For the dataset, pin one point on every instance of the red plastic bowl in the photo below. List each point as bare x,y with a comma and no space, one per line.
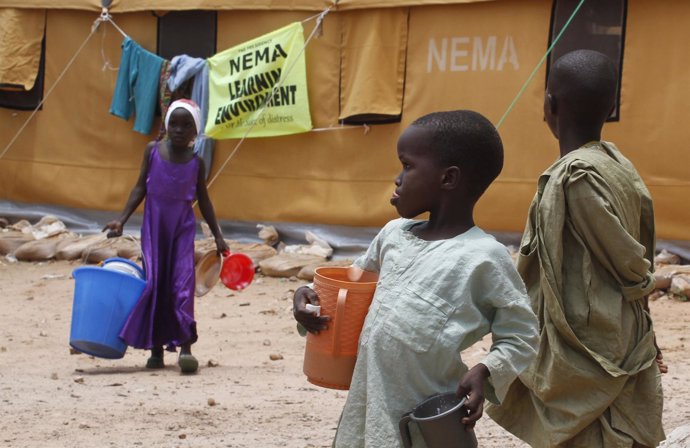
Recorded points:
237,272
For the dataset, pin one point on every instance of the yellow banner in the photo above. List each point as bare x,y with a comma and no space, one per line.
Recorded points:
260,84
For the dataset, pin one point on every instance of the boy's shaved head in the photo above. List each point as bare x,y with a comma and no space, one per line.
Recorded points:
466,139
584,84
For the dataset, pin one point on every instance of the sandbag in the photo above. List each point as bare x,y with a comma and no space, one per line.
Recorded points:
680,286
666,257
10,241
664,274
99,251
74,249
268,234
40,250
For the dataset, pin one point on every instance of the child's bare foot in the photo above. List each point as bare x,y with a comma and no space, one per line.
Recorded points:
155,361
187,362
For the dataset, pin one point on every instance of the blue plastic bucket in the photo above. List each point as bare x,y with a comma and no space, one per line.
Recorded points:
103,300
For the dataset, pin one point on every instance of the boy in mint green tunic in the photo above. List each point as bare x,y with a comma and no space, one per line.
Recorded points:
443,285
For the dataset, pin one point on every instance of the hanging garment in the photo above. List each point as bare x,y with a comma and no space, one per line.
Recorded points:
136,89
182,69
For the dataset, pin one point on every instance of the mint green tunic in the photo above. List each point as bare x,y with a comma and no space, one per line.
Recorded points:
586,258
433,300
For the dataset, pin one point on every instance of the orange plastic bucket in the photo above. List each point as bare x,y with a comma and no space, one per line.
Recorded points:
330,356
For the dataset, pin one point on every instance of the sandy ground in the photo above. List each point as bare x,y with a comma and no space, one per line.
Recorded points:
49,398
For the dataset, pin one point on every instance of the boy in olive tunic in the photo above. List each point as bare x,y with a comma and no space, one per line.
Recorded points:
587,259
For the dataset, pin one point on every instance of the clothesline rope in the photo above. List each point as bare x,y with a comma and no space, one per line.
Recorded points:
319,19
94,27
534,72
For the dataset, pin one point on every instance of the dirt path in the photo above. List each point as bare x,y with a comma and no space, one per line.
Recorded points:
49,398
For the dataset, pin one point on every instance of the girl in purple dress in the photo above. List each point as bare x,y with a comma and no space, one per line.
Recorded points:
171,177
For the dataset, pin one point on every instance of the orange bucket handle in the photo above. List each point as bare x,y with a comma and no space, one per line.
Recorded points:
338,319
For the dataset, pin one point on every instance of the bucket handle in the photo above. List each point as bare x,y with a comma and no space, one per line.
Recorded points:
404,426
338,319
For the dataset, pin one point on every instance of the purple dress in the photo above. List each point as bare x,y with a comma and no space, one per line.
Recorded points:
164,315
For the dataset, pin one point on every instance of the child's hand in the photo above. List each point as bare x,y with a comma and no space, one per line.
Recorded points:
472,386
308,319
115,228
221,246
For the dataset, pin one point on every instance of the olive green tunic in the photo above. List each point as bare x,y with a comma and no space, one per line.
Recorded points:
586,258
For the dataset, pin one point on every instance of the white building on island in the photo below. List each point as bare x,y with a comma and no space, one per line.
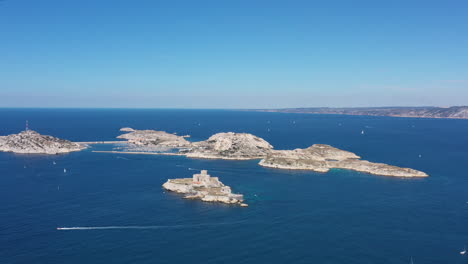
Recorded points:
204,179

*WORK TO BE COMPLETED*
Can you write out all of the records above word for word, leaving the pictures out of your answer?

*RESULT*
For the dataset, pin one point on every instance of the red plastic bowl in the photo below. List each point as bare x,y with a comma and no space, one per line.
Recorded points:
237,272
For the dataset, pin one point on every instance of the yellow banner in the photo above. List each point as bare x,y with a comma and no space, one per line.
Recorded points:
260,84
For the dataset, pin one point on every instance of the boy's shaved head in the photo above. List each point as bare x,y with a comma and no space, one per line.
Recorded points:
466,139
584,84
For the dataset, pin one point on every instance of the sandbag in the photo above. List each point as bare x,y with a comma and no space, one per line.
Recorded points:
680,286
666,257
10,241
664,274
99,251
74,249
268,234
40,250
For the dataset, pin one point on every instance of the child's bare foot in the photo above. List each point as bare x,y with a comma and no space, one per line.
Recorded points:
155,361
187,362
For the dataset, pin one point on every instance of the blue plastic bucket in the photo above. List each point as bare x,y with a comma and no space, one per line.
Recorded points:
103,300
For the dataset, pin one point on every instance of the boy in mint green tunic in the photo above. List each point as bare x,y with a comma and no space, one per line.
Recorded points:
443,285
For the dataset, pin one point on every instance of the hanging garment in the photo above. List each point as bare x,y with a comma and no space, one per line.
Recorded points:
136,89
182,69
For the dataset, pin one point on every instance of the mint green tunic in the photo above. List each point as bare x,y with a comma and no space, one per line.
Recorded points:
586,258
433,300
For the dataset, pin one point on every instance of the orange plastic bucket in the photo above. List each point as bare x,y with a comma and no space, one per line.
Recorded points:
330,356
For the dataset, pin one point on every instance of the sandy ground in the photo above. List each point as bare x,y with a comma and no space, one per line.
Recorded points:
49,398
For the dataset, pin one point on every instance of the boy in olive tunic in the photo above. List each point as bare x,y with a comma and no space, one per line.
Recorded points:
587,259
For the dataset, pin one point on every instance of the clothesline rope in the photo above. List each point as bare x,y with a comma and no space, one per line.
Recorded points:
319,19
94,27
534,72
For the dataset, pin one point on every instance of the dirt path in the photo above. List each point as bare x,y with a comma and no space, one per line.
Recorded points:
49,398
For the dataset, pin one point on every instance of the girl in purple dress in the photo above. List each point as bare x,y with a comma and no space, one per line.
Recorded points:
171,177
For the dataset, pin one point on every instance of the orange bucket handle in the photo above. List each point as bare x,y with a comma and no space, one per line.
Recorded points:
338,319
For the dataset, pin one point on every instance of the bucket handle in the photo above. List each point as bare x,y with a comma and no space, one per line.
Recorded points:
404,426
338,319
For the dataset, pin one point on every instance of the purple dress in the photo above. List each point as bare x,y with a comma and no space, one per line.
Recorded points:
164,315
For the dataset, pin one point on every instance of the child's hand in the photo above. List each point as bare x,y with a comma and no space, one per line.
Recorded points:
472,386
308,319
115,228
221,246
For the dataset, pin one point on every instance of the olive green tunic in the photo above. List each point as bare x,y with a comma and no space, one per line.
Recorded points:
586,258
For the dataset, pin one point on every instance of the white building on island in the photo below. List each point as bare x,y with a comma and no space, one per line.
Recorded points:
204,179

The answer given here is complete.